A new study indicates that newborns
with CHD may start developing
neurological impairments before cardiac
surgery is even performed

MR detects neurological impairments in newborns with CHD before surgery

October 11, 2017
by John R. Fischer, Senior Reporter
Newborns with congenital heart disease (CHD) may develop signs of neurological impairments earlier than originally thought.

Researchers at Children’s National Health System have found for the first time reduced functional connectivity between specific areas of the brain in babies born with CHD before cardiac surgery was even performed. Their findings were revealed through the use of resting state functional connectivity magnetic resonance imaging (rs-fcMR).

“When you scan your brain in a conventional scan, it’s a static picture,” Josepheen De Asis-Cruz, a research post-doctoral fellow in the Developing Brain Research Laboratory at Children's National and the lead author of the study, told HCB News. “For these babies, what we’re doing is resting state functional connectivity MR. The difference is that instead of one picture, we’re getting a video. We’re getting a series of images. Instead of taking a snapshot of the brain, it’s a continuous set of images that allows you to determine how different regions of the brain are associated with each other."

Conventional MR produces a static picture for assessing the structure of the brain while rs-fcMR creates a video depicting a series of continuous images that provide insight into the development of brain function, with information obtained from characterizing irregular rising and falling blood oxygen level-dependent signals from different regions of the brain.

For their study, researchers compared whole brain functional connectivity in 82 healthy, full-term newborns and 30 who suffered from CHD before undergoing corrective heart surgery. Conventional imaging showed no signs of brain injury in both groups but rs-fcMR results reported lower weights and reduced APGAR scores one and five minutes following birth for babies with CHD.

Subjects with the condition were found to have intact global network topologies. Closer studies of specific brain regions found functional disturbances in a subnetwork of nodes, particularly ones involving the subcortical regions. Weaker functional connectivity between right and left thalamus and between right thalamus and the left supplementary motor area were also noticed.

Areas of the brain with reduced functional connectivity matched regional brain abnormalities revealed in imaging studies which relied on conventional MR and diffusion tenor imaging.

More than 50 percent of newborns with CHD experience neurological damage in the form of motor problems, cognitive problems and social behavioral difficulties that manifest years after their birth.

Catherine Limperopoulos, the director of the Developing Brain Research Laboratory at Children’s National and the senior author of the study, says the use of rs-fcMR will provide physicians with the ability to identify signs of neurological impairments years before they develop.

“It’s hard to say exactly what effects impaired functional connectivity will have,” she told HCB News. “We postulate, however, that our ability to now be able to pick up disturbances in the emerging functional connectivity of the brain in newborns with congenital heart disease will allow us to be able to identify early biomarkers for long-term neurodevelopmental disabilities that will take years to manifest.”

The study was published in NeuroImage: Clinical.

__Data extract__.
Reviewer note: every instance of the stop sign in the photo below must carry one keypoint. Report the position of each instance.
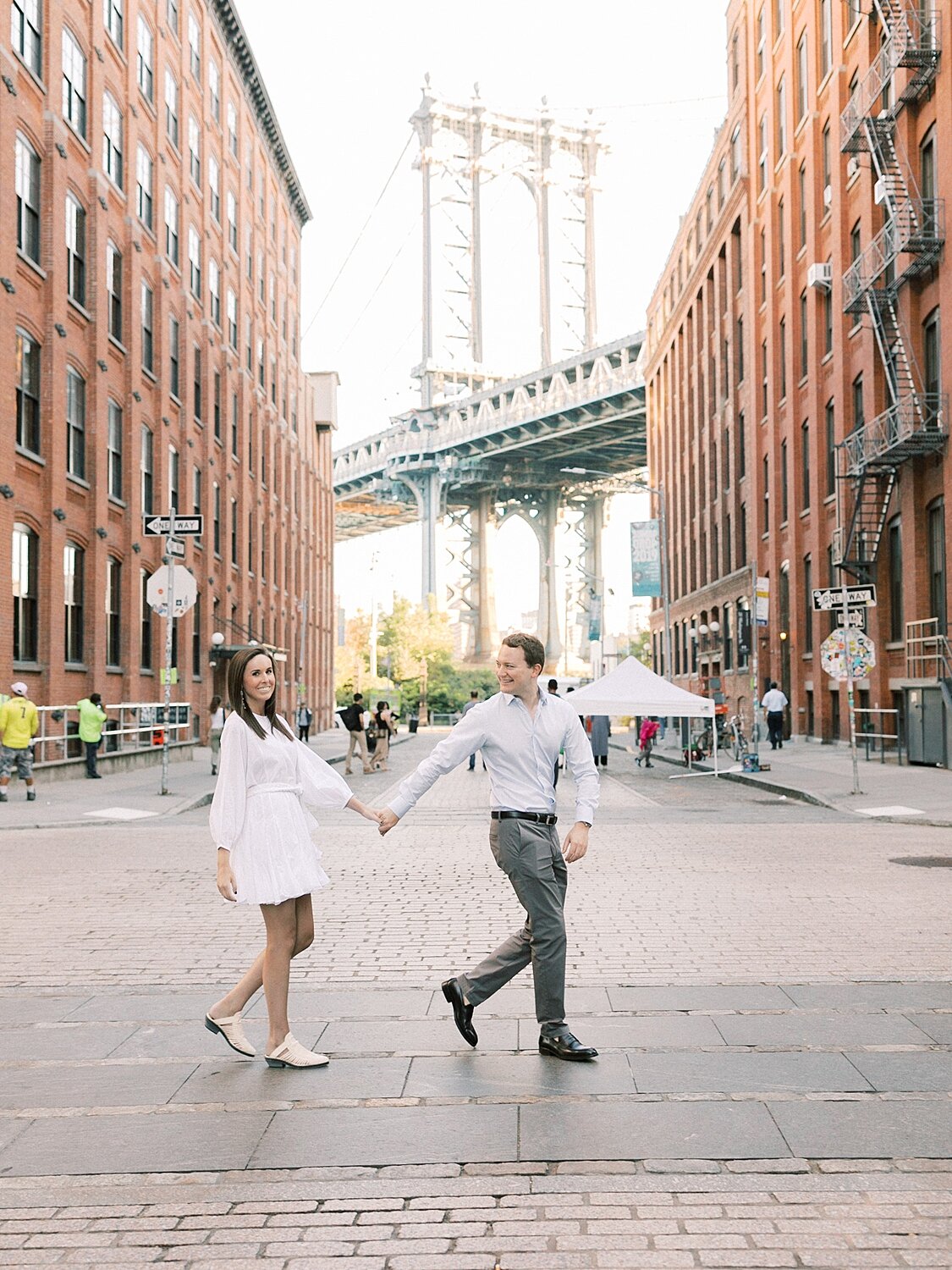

__The task__. According to the article on MR scans of newborns with congenital heart disease, in which journal was the study published?

__Result of the task__. NeuroImage: Clinical